# Moet & Chandon



## ciderdaze (Mar 28, 2006)

We are thinking of going to the champagne region over the Easter any one got any ideas of camping sites etc, Thanks


----------



## geraldandannie (Jun 4, 2006)

Hi

In 2006, we used the camp municipale in Epernay - the centre of the champagne industry (apparently). The caves of Moet & Chandon were about a mile or so from the campsite, and we did the tour. However, we admired the _boutique_, but ambled out and cycled to the large supermarket near to the campsite. On-site pizza and Moet for supper 

:: travelblog here ::

Gerald


----------



## ciderdaze (Mar 28, 2006)

Thanks Gerald , Do you know if open this time of year


----------



## GOVER (May 1, 2005)

Why not consider one of the many French Passion sites. We stayed at the one in Bouzy and had a marvelous time http://www.motorhomefacts.com/modules/Forums/images/smiles/icon_razz.gif.
The owners produce wonderful champagne, sold as the M & S up market brand last Xmas ( only nearly twice the price).

Needless to say you have to join French Passion but the joining fee is well worth it.

Gover


----------



## DABurleigh (May 9, 2005)

http://www.motorhomefacts.com/ftopicp-119960.html#119960
All in the MHF campsite database.

Dave


----------



## teemyob (Nov 22, 2005)

*Did you know*

Moët & Chandon

Did you know that Moët is actualy Pronounced Mow-ett and not mow-eh as pronounced by most folk!.

Trev.


----------



## pandalf (Oct 29, 2006)

*Aire at Mareuil*

We stayed at a super aire right in the middle of Mareuil-sur-Ay. There was space for about six or seven vehicles, with power, water etc. The aire is right by the river and central to the village, yet in a quiet location.

We were also able to park our MH right in the middle of Ay outside the premises of Roger Brun, which is a small but well regarded champagne producer. They have several rooms available on a B&B basis. So my parents in law stayed in the winery building and we were able to park outside. No facilities, but again a great location right in the middle of what is perhaps the most significant town for champagne production.

Wherever you end up, you will have a great time. It is a really beautiful area and the people are very friendly and willing.


----------



## mangothemadmonk (Aug 6, 2006)

Pandalf, do you mean here.......










Great little town, overlooking the canal/river. Free water and dump and 5 Euros for lecy.

Johnny F


----------



## eddied (May 9, 2005)

*Epernay & Champagne*

 Buon giorno, if you are visiting Epernay, the municipal site is very good. Can also highly reccomend a visit to the Mercier champagne cellars and caves. You go around underground on a little train. Do however avoid paying the exorbitant extra for a 'tasting session'.
Cin cin,
eddied


----------



## DABurleigh (May 9, 2005)

Yes, Mareuil-sur-Ay is included in the reference I gave earlier in this thread. For anyone unfamiliar with the campsite database these links may help:
http://www.motorhomefacts.com/modules.php?name=Campsites&op=display_results&csid=1439
http://www.motorhomefacts.com/modul...Gallery&csid=1439&CampsiteName=Mareuil-sur-Ay

Dave
Edit - pandalf, the loos are in the overflow area that Vennwood's review mentions.

◆ Supplied information:
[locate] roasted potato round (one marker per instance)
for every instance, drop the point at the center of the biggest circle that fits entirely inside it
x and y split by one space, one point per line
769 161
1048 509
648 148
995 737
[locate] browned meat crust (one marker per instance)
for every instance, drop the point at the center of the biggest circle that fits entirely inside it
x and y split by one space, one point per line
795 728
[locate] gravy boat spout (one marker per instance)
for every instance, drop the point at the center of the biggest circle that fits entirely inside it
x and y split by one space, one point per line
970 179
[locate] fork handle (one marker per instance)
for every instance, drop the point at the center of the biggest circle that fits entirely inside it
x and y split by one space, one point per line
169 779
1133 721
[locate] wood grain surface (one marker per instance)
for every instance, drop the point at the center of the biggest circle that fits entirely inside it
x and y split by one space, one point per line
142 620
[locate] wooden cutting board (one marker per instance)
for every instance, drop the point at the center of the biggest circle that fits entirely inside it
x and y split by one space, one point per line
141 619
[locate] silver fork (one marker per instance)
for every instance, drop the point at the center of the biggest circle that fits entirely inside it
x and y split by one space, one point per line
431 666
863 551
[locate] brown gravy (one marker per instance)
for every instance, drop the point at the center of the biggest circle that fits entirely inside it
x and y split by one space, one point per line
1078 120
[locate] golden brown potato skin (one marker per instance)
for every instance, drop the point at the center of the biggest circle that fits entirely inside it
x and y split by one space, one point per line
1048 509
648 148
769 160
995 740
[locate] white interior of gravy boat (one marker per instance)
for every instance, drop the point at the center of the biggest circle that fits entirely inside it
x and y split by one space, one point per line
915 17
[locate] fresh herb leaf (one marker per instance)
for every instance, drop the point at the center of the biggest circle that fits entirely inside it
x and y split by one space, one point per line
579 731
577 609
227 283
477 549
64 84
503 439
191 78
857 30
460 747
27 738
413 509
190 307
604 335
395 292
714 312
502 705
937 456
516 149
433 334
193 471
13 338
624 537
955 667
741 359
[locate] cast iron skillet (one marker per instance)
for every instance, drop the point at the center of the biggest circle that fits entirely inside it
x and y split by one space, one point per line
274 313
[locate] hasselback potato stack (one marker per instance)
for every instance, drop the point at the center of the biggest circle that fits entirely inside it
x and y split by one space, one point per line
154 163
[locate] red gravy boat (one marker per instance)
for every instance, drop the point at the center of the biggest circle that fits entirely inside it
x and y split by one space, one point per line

◆ Challenges:
a – Return everything in the Moet & Chandon thread from "# Moet & Chandon" down to "(Jun 4, 2006)", word for word.
b – Resume the Moet & Chandon thread from the point where it stops.
The lines have no role in this.

◆ Exercise answers:
a –
# Moet & Chandon



## ciderdaze (Mar 28, 2006)

We are thinking of going to the champagne region over the Easter any one got any ideas of camping sites etc, Thanks


----------



## geraldandannie (Jun 4, 2006)

b –
----------



## geraldandannie (Jun 4, 2006)

ciderdaze said:


> Thanks Gerald , Do you know if open this time of year


Sorry, missed your post 

Here's a link to the info - :: le clique :: - open 21st April. So too late for you 

Apologies for duff info.

Gerald


----------



## pippin (Nov 15, 2007)

Just to amplify Trevs little pronounciation guide.

*Moët* _is_ actually pronounced *Mow-eh* as the final T is not sounded.

Or it would be if the word was on its own.

It is by adding the ampersand (*&*) to link it with its familiar other half (*Chandon*) that it changes.

*&* is *et*, pronounced *ett* or *eh* according to circumstances.

As it is difficult to say *Mow-eh-eh* the final T of *Moët* is sounded so that it becomes

*Mow-ett-eh Chond-on*

I'll drink to that!

Actually, I don't like the stuff!


----------



## teemyob (Nov 22, 2005)

*mow et*

Hello Pippin,

I was led to believe it had something to do with "Moët" being Belgian and that they sound the "ët" as ett as opposed to the French who sound it "A" or "eh"?

Regards,
Trev.


----------



## geraldandannie (Jun 4, 2006)

*Re: mow et*



teemyob said:


> I was led to believe it had something to do with "Moët" being Belgian


Nah. Moët was French :: click ::, and pippin is correct.

I don't know how pippin can't like Moët, however 8O 8O

Gerald


----------



## Suenliam (Mar 22, 2006)

Re pronunciation - as my French teacher used to say " remember your liaisons" 8O 8O 8O We hoped she meant pronounce the end of the last word if the next starts with a vowel.

I'll have your glass if you don't like it pippin  

Sue


----------



## geraldandannie (Jun 4, 2006)

Suenliam said:


> I'll have your glass if you don't like it pippin


I'll fight you for it, Sue :wink:

Gerald


----------



## ciderdaze (Mar 28, 2006)

Thanks for all the replys will let you know how we get on,will be there for 6 days so will try all the recommendations , also thanks for the french lesson


----------



## pippin (Nov 15, 2007)

Aha!

pippin is *vin*-dicated!

Oh, what a pun!

Actually I find Mow-ett eh Chond-on too *Brut* for my taste.

You can all share my Jeroboam of the stuff.


----------



## TR5 (Jun 6, 2007)

*Re: Aire at Mareuil*



pandalf said:


> We stayed at a super aire right in the middle of Mareuil-sur-Ay. There was space for about six or seven vehicles, with power, water etc. The aire is right by the river and central to the village, yet in a quiet location.


I've stayed there too - it is really good.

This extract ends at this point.